Saved data entries:
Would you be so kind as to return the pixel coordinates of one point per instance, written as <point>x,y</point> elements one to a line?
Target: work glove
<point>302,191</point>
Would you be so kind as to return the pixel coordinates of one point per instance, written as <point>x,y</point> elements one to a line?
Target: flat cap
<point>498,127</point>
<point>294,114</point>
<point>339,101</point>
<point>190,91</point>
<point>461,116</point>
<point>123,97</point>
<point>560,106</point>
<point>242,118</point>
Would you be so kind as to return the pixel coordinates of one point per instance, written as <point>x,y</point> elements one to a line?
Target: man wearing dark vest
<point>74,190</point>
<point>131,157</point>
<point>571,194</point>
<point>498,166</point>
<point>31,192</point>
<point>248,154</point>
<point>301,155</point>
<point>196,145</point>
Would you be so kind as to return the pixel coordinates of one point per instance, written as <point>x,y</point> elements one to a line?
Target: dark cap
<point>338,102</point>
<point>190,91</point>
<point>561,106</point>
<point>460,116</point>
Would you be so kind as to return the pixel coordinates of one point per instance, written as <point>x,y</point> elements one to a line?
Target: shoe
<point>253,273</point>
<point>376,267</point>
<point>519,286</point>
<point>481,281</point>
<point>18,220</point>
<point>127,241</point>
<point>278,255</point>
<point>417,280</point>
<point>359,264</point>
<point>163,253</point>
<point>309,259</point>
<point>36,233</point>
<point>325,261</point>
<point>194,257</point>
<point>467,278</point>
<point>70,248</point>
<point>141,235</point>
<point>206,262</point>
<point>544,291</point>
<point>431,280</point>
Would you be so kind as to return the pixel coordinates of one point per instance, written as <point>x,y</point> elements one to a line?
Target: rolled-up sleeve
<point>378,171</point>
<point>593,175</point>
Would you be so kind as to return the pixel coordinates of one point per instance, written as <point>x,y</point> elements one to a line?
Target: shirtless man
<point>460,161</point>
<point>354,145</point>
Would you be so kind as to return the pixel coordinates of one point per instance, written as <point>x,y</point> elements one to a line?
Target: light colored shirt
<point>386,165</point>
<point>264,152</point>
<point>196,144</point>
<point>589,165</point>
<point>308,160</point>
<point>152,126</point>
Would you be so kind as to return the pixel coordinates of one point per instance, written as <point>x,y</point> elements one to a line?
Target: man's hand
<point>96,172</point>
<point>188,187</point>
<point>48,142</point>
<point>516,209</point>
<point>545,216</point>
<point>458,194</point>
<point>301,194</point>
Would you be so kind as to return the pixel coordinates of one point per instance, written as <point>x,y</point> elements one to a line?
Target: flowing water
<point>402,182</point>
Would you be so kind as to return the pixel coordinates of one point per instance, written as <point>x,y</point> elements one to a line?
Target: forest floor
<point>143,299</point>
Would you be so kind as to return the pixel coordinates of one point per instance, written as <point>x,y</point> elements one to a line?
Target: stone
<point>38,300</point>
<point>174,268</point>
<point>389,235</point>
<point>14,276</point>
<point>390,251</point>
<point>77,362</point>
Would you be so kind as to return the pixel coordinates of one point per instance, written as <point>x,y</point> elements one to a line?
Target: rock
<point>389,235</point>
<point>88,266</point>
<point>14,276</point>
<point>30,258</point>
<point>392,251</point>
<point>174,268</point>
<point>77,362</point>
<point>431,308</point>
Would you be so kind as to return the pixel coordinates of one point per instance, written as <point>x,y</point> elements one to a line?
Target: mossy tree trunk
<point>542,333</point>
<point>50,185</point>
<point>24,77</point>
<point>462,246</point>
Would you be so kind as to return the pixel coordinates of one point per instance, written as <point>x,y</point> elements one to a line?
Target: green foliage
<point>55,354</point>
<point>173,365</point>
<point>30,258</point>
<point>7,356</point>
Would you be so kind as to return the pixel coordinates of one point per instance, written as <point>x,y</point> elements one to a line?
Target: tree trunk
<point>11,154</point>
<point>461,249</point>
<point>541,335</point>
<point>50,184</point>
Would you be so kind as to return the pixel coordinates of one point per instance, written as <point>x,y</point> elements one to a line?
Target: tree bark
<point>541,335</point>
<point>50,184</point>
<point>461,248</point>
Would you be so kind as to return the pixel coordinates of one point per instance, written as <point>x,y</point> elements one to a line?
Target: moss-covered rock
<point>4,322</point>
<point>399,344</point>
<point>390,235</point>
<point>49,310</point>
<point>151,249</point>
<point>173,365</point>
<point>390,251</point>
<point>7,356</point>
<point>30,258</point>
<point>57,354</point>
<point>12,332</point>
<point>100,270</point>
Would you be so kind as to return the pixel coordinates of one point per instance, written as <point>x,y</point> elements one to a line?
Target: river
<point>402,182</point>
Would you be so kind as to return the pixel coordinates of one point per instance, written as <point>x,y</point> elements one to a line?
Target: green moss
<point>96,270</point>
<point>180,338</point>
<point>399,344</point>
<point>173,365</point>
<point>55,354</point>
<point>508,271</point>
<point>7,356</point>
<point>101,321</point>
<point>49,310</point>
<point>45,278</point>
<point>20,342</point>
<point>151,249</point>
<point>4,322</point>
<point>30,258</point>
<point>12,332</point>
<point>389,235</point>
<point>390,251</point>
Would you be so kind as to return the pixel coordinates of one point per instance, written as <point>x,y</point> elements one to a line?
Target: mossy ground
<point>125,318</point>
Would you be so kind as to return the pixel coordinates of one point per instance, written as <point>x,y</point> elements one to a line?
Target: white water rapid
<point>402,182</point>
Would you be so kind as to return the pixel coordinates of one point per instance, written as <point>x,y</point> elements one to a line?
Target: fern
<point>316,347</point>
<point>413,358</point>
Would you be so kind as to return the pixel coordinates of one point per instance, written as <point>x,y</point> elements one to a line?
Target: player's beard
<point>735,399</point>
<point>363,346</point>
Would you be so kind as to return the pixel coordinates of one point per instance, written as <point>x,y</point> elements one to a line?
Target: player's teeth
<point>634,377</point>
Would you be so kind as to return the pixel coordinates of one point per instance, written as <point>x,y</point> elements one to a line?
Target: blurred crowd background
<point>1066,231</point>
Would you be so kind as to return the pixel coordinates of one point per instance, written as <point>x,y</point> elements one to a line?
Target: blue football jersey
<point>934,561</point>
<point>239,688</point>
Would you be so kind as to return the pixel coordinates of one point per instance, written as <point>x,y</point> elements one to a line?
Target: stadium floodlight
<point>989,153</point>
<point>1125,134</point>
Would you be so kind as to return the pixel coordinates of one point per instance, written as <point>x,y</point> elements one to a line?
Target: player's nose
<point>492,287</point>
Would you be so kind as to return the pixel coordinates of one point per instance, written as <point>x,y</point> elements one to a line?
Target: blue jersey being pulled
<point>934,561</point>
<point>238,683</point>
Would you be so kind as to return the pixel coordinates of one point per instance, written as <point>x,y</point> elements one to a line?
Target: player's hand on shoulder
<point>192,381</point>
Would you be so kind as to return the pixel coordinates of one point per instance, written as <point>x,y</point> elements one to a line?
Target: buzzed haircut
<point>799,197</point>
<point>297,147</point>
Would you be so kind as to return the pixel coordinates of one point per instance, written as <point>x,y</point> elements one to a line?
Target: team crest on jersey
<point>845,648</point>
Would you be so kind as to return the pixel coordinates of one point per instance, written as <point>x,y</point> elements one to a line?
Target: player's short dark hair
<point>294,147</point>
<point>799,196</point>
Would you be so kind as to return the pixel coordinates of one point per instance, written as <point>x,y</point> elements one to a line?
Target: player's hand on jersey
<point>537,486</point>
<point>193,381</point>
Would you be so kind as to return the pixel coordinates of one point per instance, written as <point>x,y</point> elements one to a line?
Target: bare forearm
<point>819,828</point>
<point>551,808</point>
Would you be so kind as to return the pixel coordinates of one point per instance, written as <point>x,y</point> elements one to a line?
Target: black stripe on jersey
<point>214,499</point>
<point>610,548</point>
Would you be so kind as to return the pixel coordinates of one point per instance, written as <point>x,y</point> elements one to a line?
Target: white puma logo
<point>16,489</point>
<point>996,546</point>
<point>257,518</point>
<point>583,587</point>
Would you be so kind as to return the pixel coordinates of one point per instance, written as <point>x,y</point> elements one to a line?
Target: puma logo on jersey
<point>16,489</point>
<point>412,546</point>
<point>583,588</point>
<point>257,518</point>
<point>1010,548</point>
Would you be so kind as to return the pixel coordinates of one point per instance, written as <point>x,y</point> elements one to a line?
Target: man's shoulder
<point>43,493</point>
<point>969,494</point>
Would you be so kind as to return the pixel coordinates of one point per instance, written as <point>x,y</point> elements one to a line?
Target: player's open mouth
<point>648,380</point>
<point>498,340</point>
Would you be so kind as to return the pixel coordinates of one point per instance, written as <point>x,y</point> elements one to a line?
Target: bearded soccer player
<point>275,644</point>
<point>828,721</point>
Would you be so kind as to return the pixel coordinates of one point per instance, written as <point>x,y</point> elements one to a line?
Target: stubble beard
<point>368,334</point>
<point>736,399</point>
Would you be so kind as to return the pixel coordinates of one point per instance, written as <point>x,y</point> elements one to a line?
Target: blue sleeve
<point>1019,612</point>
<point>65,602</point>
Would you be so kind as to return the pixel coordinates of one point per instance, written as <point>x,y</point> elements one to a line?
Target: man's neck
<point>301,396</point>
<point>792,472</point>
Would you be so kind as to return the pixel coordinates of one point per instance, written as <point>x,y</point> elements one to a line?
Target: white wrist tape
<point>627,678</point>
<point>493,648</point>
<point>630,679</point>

Task: Which lines of the listing above contain the word "shoulder"? Copy each of them.

Reply:
Target: player's hand on shoulder
Target: man's shoulder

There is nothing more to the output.